Items listed in a dataset:
----

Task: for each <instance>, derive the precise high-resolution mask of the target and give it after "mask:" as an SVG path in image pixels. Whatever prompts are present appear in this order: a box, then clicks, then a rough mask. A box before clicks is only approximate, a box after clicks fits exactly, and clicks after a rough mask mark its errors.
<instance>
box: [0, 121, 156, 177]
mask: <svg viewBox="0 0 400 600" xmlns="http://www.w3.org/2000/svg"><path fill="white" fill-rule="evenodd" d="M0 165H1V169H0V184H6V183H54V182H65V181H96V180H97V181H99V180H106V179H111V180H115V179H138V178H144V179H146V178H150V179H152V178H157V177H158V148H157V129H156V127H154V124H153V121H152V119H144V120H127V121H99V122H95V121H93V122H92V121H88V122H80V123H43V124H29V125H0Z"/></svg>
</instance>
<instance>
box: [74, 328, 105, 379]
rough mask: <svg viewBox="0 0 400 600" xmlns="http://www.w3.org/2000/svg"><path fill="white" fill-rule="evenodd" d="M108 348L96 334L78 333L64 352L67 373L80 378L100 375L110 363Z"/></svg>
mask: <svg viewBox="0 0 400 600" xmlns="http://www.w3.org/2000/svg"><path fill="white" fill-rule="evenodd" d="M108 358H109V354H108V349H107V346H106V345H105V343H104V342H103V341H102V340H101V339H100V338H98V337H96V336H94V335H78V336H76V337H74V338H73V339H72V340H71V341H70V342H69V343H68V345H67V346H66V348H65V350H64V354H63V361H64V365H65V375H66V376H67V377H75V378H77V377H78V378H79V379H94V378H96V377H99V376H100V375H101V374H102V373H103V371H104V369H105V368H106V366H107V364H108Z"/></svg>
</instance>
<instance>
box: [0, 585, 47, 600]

----

• _What is being asked_:
Each entry above is to be transcribed without alteration.

• _Task output_:
Task: for each <instance>, derive the precise high-resolution mask of the target and give it after "mask:" as an SVG path in image pixels. Whatever prompts are present appear in this order: a box, then clicks, then a rough mask. A box before clicks is only approximate, a box after clicks fits exactly, and clicks after a rough mask mark its errors.
<instance>
box: [0, 121, 156, 177]
mask: <svg viewBox="0 0 400 600" xmlns="http://www.w3.org/2000/svg"><path fill="white" fill-rule="evenodd" d="M0 165H1V169H0V184H6V183H54V182H65V181H96V180H97V181H99V180H106V179H111V180H115V179H138V178H144V179H146V178H150V179H152V178H157V177H158V148H157V129H156V127H154V124H153V121H152V119H144V120H127V121H99V122H95V121H93V122H92V121H88V122H80V123H43V124H29V125H0Z"/></svg>
</instance>
<instance>
box: [74, 328, 105, 379]
rough mask: <svg viewBox="0 0 400 600" xmlns="http://www.w3.org/2000/svg"><path fill="white" fill-rule="evenodd" d="M108 348L96 334L78 333L64 352L67 373L80 378L100 375L110 363Z"/></svg>
mask: <svg viewBox="0 0 400 600" xmlns="http://www.w3.org/2000/svg"><path fill="white" fill-rule="evenodd" d="M108 358H109V354H108V349H107V346H106V345H105V343H104V342H103V341H102V340H101V339H100V338H98V337H96V336H94V335H78V336H76V337H74V338H73V339H72V340H71V341H70V342H69V343H68V345H67V346H66V348H65V350H64V354H63V361H64V365H65V375H66V376H67V377H75V378H77V377H78V378H79V379H94V378H96V377H99V376H100V375H101V374H102V373H103V371H104V369H105V368H106V366H107V364H108Z"/></svg>
</instance>
<instance>
box: [0, 585, 47, 600]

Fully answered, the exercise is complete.